TASK DESCRIPTION: Output all the entries word for word. Omit the pictures.

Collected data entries

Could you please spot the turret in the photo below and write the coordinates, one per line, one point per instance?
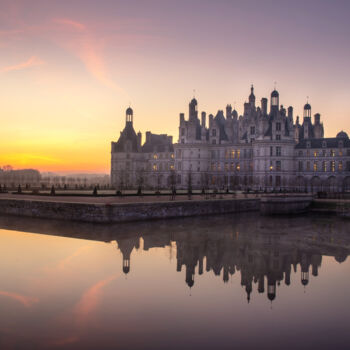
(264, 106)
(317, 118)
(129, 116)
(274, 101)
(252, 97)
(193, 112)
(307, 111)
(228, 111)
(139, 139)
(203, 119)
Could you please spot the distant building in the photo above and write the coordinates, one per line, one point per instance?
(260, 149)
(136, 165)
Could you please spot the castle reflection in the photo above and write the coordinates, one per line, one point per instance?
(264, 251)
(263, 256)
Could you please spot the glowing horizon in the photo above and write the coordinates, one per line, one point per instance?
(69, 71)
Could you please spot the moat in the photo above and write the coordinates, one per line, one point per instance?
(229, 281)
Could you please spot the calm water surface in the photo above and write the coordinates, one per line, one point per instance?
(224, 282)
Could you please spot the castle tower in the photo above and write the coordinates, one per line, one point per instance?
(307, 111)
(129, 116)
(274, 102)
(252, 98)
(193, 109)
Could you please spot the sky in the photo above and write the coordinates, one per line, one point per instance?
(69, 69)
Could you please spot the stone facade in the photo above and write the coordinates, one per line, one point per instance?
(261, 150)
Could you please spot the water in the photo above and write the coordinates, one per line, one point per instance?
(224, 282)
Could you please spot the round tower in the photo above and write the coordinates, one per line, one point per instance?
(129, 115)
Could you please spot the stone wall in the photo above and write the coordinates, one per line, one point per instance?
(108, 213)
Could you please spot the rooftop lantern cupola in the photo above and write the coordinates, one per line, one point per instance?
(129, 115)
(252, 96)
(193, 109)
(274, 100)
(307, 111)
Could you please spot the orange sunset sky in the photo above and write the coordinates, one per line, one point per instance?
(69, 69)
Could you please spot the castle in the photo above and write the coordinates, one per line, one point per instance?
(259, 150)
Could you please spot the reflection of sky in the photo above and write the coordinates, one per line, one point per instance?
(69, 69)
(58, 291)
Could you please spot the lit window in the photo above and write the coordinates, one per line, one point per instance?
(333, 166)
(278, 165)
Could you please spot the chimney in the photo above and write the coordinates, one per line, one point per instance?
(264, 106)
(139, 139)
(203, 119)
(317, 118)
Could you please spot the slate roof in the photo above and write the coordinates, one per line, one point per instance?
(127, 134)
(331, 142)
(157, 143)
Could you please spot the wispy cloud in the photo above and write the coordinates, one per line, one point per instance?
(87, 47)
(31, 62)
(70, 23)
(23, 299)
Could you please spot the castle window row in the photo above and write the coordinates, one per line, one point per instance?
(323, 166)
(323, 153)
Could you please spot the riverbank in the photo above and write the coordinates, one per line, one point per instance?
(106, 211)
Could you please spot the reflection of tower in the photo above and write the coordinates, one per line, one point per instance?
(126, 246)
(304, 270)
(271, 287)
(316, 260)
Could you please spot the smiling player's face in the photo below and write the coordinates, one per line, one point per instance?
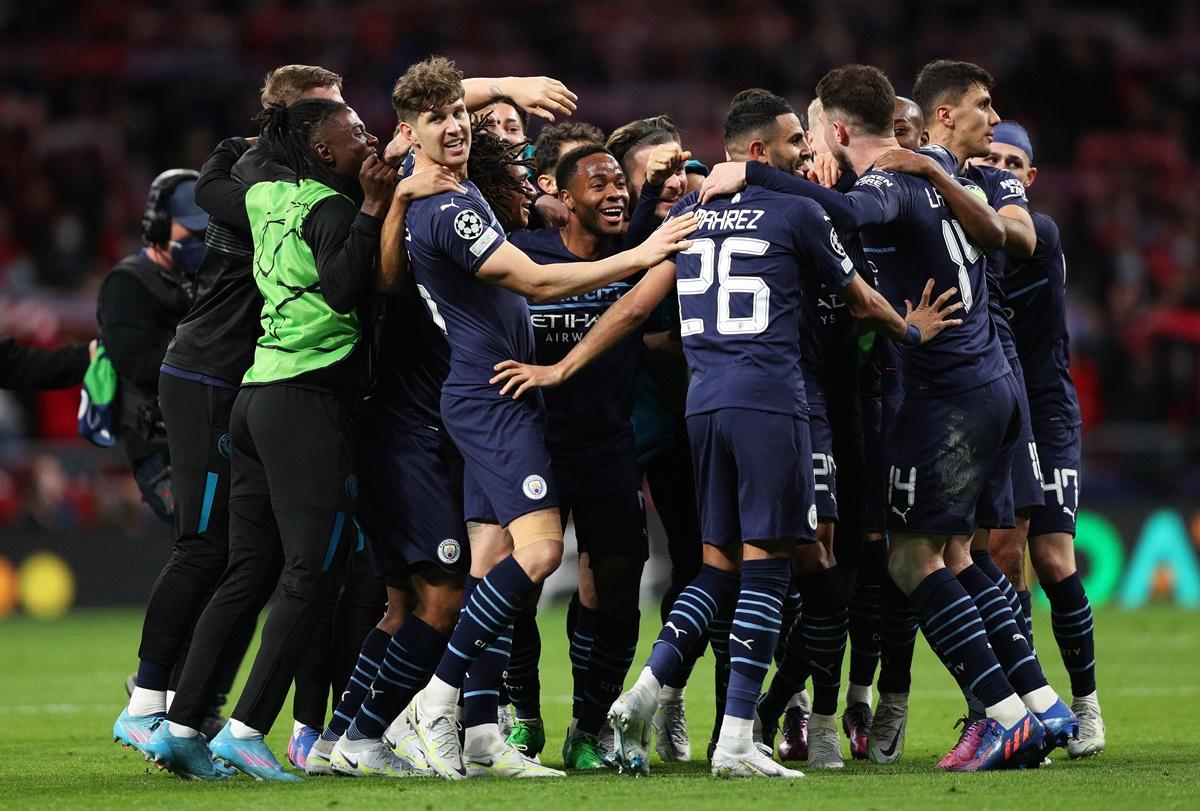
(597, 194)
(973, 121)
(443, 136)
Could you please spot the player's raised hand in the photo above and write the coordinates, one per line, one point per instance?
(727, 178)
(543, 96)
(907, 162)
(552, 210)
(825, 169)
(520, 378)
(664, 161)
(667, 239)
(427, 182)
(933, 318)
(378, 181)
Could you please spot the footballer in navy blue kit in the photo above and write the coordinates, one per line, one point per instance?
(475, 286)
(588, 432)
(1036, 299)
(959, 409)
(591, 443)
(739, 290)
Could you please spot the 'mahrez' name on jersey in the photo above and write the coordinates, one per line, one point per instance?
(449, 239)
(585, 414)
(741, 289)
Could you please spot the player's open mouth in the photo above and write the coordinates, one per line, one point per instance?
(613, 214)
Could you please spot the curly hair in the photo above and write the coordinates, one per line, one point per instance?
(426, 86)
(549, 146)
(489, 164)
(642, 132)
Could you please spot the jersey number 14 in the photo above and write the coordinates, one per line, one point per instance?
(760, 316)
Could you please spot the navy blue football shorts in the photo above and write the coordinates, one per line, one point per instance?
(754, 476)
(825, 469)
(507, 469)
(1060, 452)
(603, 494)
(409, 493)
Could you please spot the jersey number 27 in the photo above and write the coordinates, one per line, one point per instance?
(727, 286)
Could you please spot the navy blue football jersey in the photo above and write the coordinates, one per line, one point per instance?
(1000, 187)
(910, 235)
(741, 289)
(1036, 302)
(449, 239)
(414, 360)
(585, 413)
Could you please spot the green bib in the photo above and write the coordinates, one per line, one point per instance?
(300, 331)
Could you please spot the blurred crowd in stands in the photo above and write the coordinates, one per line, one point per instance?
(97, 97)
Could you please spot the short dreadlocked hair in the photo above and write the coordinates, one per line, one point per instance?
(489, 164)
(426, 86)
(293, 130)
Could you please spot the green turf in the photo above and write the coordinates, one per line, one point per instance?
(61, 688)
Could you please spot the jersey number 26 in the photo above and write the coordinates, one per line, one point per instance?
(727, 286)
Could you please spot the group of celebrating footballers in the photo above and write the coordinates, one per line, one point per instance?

RIGHT ANSWER:
Could you please spot the turret in the photo below and write the coordinates, one per line, one point per instance?
(264, 106)
(317, 118)
(129, 116)
(274, 101)
(252, 97)
(193, 112)
(307, 111)
(228, 111)
(139, 139)
(203, 119)
Could you please spot the distant building in the photo above and write the coordinates, one per line, one point per instance?
(260, 149)
(136, 165)
Could you please spot the castle reflection in the photo above and write the coordinates, one per line, one point per instance?
(264, 251)
(263, 256)
Could you please spot the glowing horizon in the photo above and write the coordinates, one per line, one point per instance?
(69, 71)
Could you please spot the moat in the photo above and write the coordinates, one per line, one point per instance?
(229, 281)
Could you please spot the calm water surface in the photo above and write the coordinates, one per line, one point per instance?
(224, 282)
Could you please spot the castle tower in the photo above and write the coordinates, one per line, one point per instance?
(307, 111)
(129, 116)
(274, 102)
(252, 98)
(193, 109)
Could you please spot the sky in the photo above and write the coordinates, one per line, one point per instance?
(69, 69)
Could you please spot the stone facade in the photo above and write the coordinates, one per line, one point per instance?
(261, 150)
Could you please spot the water in the photo above and write the coordinates, one per line, one point per instance?
(224, 282)
Could you please spot the round tower in the photo above and write the coordinates, one per line, one point per instance?
(129, 115)
Could you please spot the stone wall in the photo above and write the coordinates, one per line, one point per instance?
(108, 213)
Could you please spot the rooftop lantern cupola in the photo above and write the coordinates, one per line, one point per instance?
(129, 115)
(252, 96)
(193, 109)
(274, 100)
(307, 111)
Could you please spot the orange sunset sky in the photo above and write the coordinates, one per line, one point per instance?
(69, 69)
Could you please spot the castle in the photo above and write the coordinates, one per line, one point per instance?
(259, 150)
Could you please spot the reflection of sky in the photo above and write the coordinates, one per line, one point per instance?
(69, 69)
(58, 291)
Could you please spot the lit window in the photo above and write the coordinates, one per line, one point per instance?
(333, 166)
(278, 165)
Could you please spot the chimney in the photo above and write the coordinates, one per line, one point per instance?
(264, 106)
(139, 139)
(203, 119)
(317, 118)
Could you please spot the slate roof in the photo above and write the coordinates, one per line, one point per instance?
(127, 134)
(331, 142)
(157, 143)
Could you please spot the wispy cloud in the photo above and write the coordinates, one per line, one point per instance?
(87, 47)
(31, 62)
(70, 23)
(23, 299)
Could you please spot the castle window row in the photo above and write the coordinates, one per line, one point per instance?
(323, 166)
(323, 153)
Could you please spot the riverbank in the photo above and write the coordinates, one per line, one point per instance?
(106, 211)
Could you please spot the reflection of tower in the photo above and write the coordinates, one per line, one point per instance?
(126, 246)
(304, 270)
(271, 287)
(316, 260)
Could you please spot the smiling player's face in the photo below and write the coordinates, one per line, one point per instance?
(597, 194)
(973, 121)
(443, 136)
Could you please spot the player's raised hand in the photo above and write the coordinates, one per line, one point per instance?
(727, 178)
(543, 96)
(907, 162)
(552, 210)
(825, 169)
(520, 378)
(664, 161)
(667, 239)
(427, 182)
(933, 318)
(378, 181)
Could you please spot the footballer in navy blue kit in the photo above and write the coordinates, one per line, one point per instance?
(475, 286)
(588, 432)
(1036, 299)
(959, 409)
(591, 443)
(739, 290)
Could you please spot the 'mahrez' name on jersey in the photo above and write the coordinates, one per line, one point per instance?
(449, 239)
(585, 414)
(741, 289)
Could you please spot the player's open mouth in the photo above and write the coordinates, one per line, one point per instance?
(613, 214)
Could you please spot the curly hair in the photo above and write the coordinates, one per line, one point per instance?
(426, 86)
(549, 146)
(489, 164)
(642, 132)
Could you please spot the jersey number 14 in the photo above and write the coordinates, one per line, one point per instance?
(760, 316)
Could you please spot the navy blue football shorts in the photo above and write the coordinates, one per line, one point per instance?
(754, 476)
(825, 469)
(507, 469)
(1060, 452)
(603, 494)
(409, 493)
Could you please spot the jersey number 27 in the photo above and write the coordinates, one per line, one point per instance?
(727, 286)
Could you please spot the navy blue football jersey in the photo above and write the coordinates, one per line, one point per instance?
(1000, 187)
(910, 235)
(741, 289)
(1036, 302)
(449, 239)
(414, 360)
(585, 413)
Could you please spot the green bib in the photo above and write the coordinates, one per line, one point per instance?
(300, 331)
Could you please spot the blurred crowd in stands in the photo above and write the coordinates, one per line, one point per instance?
(97, 97)
Could you please spot the short dreadlocked hair in the photo above and write the coordinates, one per line, one point per instance?
(489, 164)
(426, 86)
(293, 130)
Could you please spot the green turf in the photo above and write the coordinates, one per line, one point per instance?
(61, 688)
Could you please spot the jersey number 26 in the photo above and write the coordinates, one per line, one point per instance?
(727, 286)
Could you please spot the group of celebrating footballers in the photo above and write the coordinates, one per line, one point per instance?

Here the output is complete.